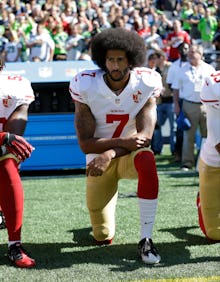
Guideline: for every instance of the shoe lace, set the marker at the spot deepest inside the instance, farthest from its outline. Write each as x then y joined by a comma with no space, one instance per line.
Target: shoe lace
148,247
16,251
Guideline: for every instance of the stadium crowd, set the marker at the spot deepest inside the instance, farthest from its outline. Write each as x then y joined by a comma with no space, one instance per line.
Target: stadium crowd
62,30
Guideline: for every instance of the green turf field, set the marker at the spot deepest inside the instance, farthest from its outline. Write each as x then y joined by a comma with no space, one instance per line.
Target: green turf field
57,232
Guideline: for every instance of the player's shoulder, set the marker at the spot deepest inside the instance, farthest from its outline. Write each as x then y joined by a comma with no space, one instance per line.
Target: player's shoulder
85,78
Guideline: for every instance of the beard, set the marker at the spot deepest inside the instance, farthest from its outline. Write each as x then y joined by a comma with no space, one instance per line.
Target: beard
122,75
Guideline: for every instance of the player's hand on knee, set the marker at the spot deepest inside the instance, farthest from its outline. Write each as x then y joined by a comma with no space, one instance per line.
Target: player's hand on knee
98,165
17,146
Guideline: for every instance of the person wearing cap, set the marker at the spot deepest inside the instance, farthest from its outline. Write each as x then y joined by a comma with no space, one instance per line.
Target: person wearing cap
189,81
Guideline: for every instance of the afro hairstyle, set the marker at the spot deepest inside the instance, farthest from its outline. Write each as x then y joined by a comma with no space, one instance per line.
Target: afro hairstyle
118,39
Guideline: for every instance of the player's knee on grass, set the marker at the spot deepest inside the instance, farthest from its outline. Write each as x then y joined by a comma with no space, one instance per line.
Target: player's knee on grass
147,175
213,233
103,232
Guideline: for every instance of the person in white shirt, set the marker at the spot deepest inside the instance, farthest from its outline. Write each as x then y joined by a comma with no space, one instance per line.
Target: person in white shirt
41,45
183,50
189,82
208,200
115,116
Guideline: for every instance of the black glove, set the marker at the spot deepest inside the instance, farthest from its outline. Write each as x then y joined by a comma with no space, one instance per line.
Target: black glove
16,145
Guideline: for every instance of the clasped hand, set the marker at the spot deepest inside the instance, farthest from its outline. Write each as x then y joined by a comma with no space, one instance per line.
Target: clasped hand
16,145
98,165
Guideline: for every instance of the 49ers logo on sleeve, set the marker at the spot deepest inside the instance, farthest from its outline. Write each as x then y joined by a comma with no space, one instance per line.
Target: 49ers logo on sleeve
7,102
137,97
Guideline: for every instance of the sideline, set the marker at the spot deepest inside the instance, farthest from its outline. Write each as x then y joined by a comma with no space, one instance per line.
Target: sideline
195,279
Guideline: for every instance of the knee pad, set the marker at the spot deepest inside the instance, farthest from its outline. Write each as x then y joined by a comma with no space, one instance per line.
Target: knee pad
147,175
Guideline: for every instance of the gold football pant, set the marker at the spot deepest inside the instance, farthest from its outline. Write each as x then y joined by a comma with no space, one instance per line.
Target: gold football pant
209,187
102,194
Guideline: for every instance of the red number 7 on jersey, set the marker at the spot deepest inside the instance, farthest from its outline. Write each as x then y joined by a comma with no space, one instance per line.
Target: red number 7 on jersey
123,119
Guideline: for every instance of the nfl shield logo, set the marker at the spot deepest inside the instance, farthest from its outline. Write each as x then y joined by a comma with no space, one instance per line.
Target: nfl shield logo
7,102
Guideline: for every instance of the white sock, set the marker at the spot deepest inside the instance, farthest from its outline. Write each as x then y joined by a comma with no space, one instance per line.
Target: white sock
13,242
147,216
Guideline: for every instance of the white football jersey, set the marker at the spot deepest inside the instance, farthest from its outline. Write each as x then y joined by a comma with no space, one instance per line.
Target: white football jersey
115,115
14,91
210,96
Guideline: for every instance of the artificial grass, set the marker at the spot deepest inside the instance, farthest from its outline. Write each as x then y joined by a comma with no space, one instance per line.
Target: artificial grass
57,232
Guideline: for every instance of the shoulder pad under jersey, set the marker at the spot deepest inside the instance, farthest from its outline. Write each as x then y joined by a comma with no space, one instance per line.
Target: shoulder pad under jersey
83,79
149,77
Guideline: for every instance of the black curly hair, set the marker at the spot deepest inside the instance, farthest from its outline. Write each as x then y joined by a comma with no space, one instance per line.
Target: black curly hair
118,39
2,63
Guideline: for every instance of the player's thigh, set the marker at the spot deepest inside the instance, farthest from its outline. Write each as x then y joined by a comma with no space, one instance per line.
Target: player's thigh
101,189
209,193
126,168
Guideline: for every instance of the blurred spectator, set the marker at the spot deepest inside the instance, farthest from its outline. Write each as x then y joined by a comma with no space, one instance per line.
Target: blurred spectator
41,45
189,80
194,20
75,43
168,6
3,39
153,41
207,26
164,26
174,39
164,108
151,61
60,38
12,49
174,69
185,12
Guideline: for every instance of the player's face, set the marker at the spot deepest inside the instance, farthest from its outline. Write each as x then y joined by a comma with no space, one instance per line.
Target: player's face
117,65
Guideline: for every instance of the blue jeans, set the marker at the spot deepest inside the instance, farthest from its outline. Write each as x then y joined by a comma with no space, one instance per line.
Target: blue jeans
164,112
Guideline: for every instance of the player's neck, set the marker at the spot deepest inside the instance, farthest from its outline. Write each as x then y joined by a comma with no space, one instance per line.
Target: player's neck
116,86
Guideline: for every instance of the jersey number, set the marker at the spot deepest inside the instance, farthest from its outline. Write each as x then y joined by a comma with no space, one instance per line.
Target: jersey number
216,77
123,119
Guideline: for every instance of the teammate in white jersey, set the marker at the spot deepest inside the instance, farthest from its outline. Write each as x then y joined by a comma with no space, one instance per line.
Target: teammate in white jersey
15,96
115,116
209,166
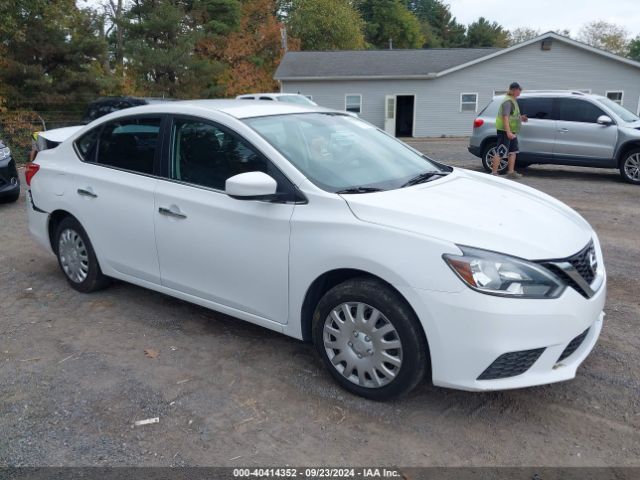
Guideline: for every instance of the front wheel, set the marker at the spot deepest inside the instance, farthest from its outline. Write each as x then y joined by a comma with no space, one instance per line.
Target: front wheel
630,167
487,158
369,339
76,257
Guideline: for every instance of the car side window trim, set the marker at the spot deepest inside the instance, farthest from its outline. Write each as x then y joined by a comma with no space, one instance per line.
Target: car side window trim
292,195
158,154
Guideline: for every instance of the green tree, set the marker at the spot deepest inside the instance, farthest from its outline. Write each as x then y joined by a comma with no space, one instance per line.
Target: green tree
634,49
317,29
483,33
439,26
390,22
53,53
169,45
604,35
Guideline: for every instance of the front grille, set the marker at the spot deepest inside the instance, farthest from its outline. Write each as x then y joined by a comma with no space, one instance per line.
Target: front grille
511,364
582,262
573,345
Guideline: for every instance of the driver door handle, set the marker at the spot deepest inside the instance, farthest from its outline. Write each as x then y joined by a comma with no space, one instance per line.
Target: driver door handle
87,192
171,212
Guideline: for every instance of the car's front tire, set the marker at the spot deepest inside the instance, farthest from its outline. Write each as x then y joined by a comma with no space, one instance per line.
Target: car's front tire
369,339
630,167
77,258
488,153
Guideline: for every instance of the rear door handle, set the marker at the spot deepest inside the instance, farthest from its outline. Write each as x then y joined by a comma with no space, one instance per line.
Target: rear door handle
171,212
87,192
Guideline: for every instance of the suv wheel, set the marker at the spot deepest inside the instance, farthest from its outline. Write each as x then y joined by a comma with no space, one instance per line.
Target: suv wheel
487,158
369,339
630,166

Exercise aim ->
Write the listing out a second time exactly, dropping all images.

Solved exercise ->
Guideline: for every instance of the shoe lace, set the marker at the spot deepest inside the instance, farthest from its outline. Write each as x then y joined by a comma with no space, one instance per line.
Target: shoe lace
148,247
16,251
Guideline: for every instance of the stadium crowd, set the marker at the spot deepest inside the instance, farthest from its outline. Write each as x then y joined by a comma with no space, one instance per line.
Target: stadium crowd
62,30
Guideline: for every instance of the green turf field, set the marker at the spot deepest inside the instance, farthest from its outline. Write each as x then y joined by a comma with no space, one instance per line.
Target: green turf field
57,232
Guideline: for every instance of the player's shoulder, set the marker at the spot deepest inside the instance, farthest from its outline. Write each as x then y joined by a comma with no space, one instance per line.
Target: player's shoulder
85,78
Guideline: for every instance of the beard, set the marker at the spot deepest inside the instance, farthest from its outline. Write each as x then y joined by a comma with no space, one instance per line.
Target: beard
122,75
Guideline: for every instance of the player's hand on knee, set the marker at the spot deepest inside the instance, farthest from its outline. Write each as x then y joined by a comma with no space, one instance per line.
Target: player's hand on knee
98,165
17,146
Guideline: for every instance of the person wearing cap, set the marker at the spot deepest inside the instance, farthest from its outline. Write each as x then y joined by a comma with no space, one instance per line.
Target: person wearing cap
189,81
Guideline: for every instance of the afro hairstyle, set the marker at the spot deepest inside the instance, farthest from its outline. Write each as x then y joined by a comma with no space, one instance per line.
Target: afro hairstyle
118,39
Guideline: for every instance of the player's knee on grass, set the marker at the spot deepest inside the instance, farthest from its outline. Write each as x then y joined by a comma with no space, one instance per line.
Target: player's knee on grass
147,175
213,233
103,232
Guideline: for every instance of the person in white shirt, set the marker at the spot deepest inside the instance, farthest from its outline. Write each as x then y joined by a comma with no space, one instance per line.
Target: person in white shirt
41,45
183,50
189,82
208,200
115,116
Guideline: for every instance of the black glove, set the marker at the spot deepest inside the instance, farthest from its outline. Write each as x then y joined by a comma with no space, one instance per line.
Target: black glove
16,145
Guideline: for every instance of the clasped hand, set the marker at the spot deepest inside the instance, farthest from its outline. Write each as x then y joined by a comma with no space, one instance per line.
Target: clasped hand
16,145
98,165
Guideline: for every instance of the 49ers logo on sleeve, set the marker at the spot deepest inside the instance, farthest from its outline. Write each as x then y joined by a comma with no space, one instance per line.
Target: 49ers logo on sleeve
7,102
137,97
Guideline: for every instance of the sideline, set the marker at the spot deepest inside the instance, farthest from its outline. Write each as x then y joined by a comma with no space, one instance per line.
Target: sideline
195,279
Guideline: for every instance of the knee pad, set the marker at the spot deepest inside the instance, farthest from its outline. Write each as x then y joined by a comma with no space, one instance per line.
Target: knee pad
147,175
Guideline: for every instance of the gold football pant, set the marker at the spot deepest inside the instance, farthest from its outline. Write each as x then y joined by a comma with no space, one instance per line.
Target: gold football pant
209,187
102,194
Guideline: for every instance of the red number 7 on jersey, set the marker at the spot deepest inside the instance, farthest from its outline. Write each as x then y joined by a comma with no space, one instance per line.
Target: red number 7 on jersey
123,119
Guideline: for every instance of the nfl shield logo, set the marker at the spot deepest inside the instance, farthest from its outline. Write each as x then y joined by a comma with no space, one instance per line.
Target: nfl shield logo
7,102
Guideline: for every instance of the white sock, set the marker at the spot deepest inside the instance, farthest from its outline. Write each as x then y joined by a comma with no space, one instance per line.
Target: white sock
13,242
147,216
Guideline: for every instance of the white football jersey, set the marker at the spot deepest inside the instance, farthest from its outline. Write each as x then y joined by a comma with no space, one instance per line.
Target: white football jersey
115,115
14,91
210,96
Guideline: for every instance of the artificial grass, set the marker at the spot deepest inside the instance, farthest from its outline. Write each as x then y joined by a comma with no space, one instance per line.
Target: artificial grass
57,232
Guideline: for every instance of the shoulder pad under jersey, set the marker at the spot deepest inside the instance, farthest from its outline. Write each as x then y joined by a comma with no space, one instance per line.
Target: shoulder pad under jersey
83,79
149,77
Guideline: for every instance of the black curly hair, set the marker at the spot deepest inside the instance, farthest from its outline. Write each as x then y joined by a comma with no space, one instance per line.
Target: black curly hair
118,39
2,63
Guideline: for every instance of the player's thigh, set the marker at the spot deepest inside the instance, farthest from its outline. Write each as x then y joined by a comma with no space, one instance per line.
Target: player's thigh
101,189
209,193
126,168
Guideline: for every instance of the blurred spectator, set the marker at the spot deepest inside the instance, farthest from its outline. Write each as x then y joined by a comma with no space, one instance per line.
Target: blurred spectator
41,45
189,80
194,20
75,43
168,6
3,39
153,41
207,26
164,26
174,39
164,108
151,61
60,38
12,49
174,69
185,12
Guideline: for every instance of the player's face, set the marker at the spot deepest inside the instance, farthest from its outline. Write each as x then y joined by a comma with no space, one instance per line.
Target: player's face
117,65
Guideline: for every instance of the blue jeans, set the marker at the spot deepest inside the instance, farthest from its outline. Write each as x then y joined by a comma with no space, one instance per line.
Target: blue jeans
164,112
Guideline: for every instance of the player's neck, set the marker at the spot deepest inside the instance, farthest from its outline. Write each as x then y joined by a comma with no space, one instance per line.
Target: player's neck
116,86
Guideline: for every instance of the jersey number, set the marker at the spot deepest inside the instance, farthest from its outline. Write each as x then y joined by a comma with no space, one instance per line.
Target: jersey number
216,77
123,119
Guideline: for every instance of the teammate in white jersey, set the marker at the spot deepest inside the instance, farthest from its outline. Write each as x then y joined by a comma with no space, one instance per line.
Target: teammate in white jersey
15,96
115,116
209,166
Guideline: for every instance of the front wheel, set the marker at the spot deepest inside the instance, farthest from its outline. Write each as x then y joined by a comma with no space, one instance per line.
Target: front wheel
630,167
487,158
369,339
76,257
Guideline: for every instance of the car side window trim, set the marker at the spot deepest inside the instance, farthest from its outline. Write each as x then y joined by a comma with no space, one instance per line.
Target: car side window trim
292,195
158,154
Guideline: for every instance of the green tree, set the marker at the spot deepest inside the instance, farthest from its outline. Write each as x then y joined by a comma with no space, one instance per line.
Target: green tree
634,49
317,29
483,33
439,26
390,22
53,53
169,45
604,35
Guideline: for every instance of the front grille, set the marker at the spot deepest inside the instance, farthest from its outline. Write each as x then y joined by a comma with no space, one instance per line.
Target: front grille
511,364
582,262
573,345
Guideline: for every instance of the driver door handle, set the marker at the spot deepest inside the instance, farthest from its outline. Write each as x then y joined by a comma with no space, one instance per line.
Target: driver door handle
87,192
171,212
Guideline: for every instance of the car's front tire, set the marker at the spot deepest inside the instance, farthest from its outline. Write each as x then y joined by a comma with no space, one instance per line.
Target: car's front tire
369,339
630,167
77,258
488,153
Guideline: for every instance of the rear door handle, set the marker at the spot deepest inside the instance, farthest from its outline. Write each as x then y joined by a comma with no space, one instance per line.
Target: rear door handle
171,212
87,192
Guideline: for every instance of the suv wheel, set the marker at the spot deepest inside the instance, farthest from its outline. Write each as x then y joined by a comma with no space, one instance per line.
Target: suv wheel
487,158
369,339
630,166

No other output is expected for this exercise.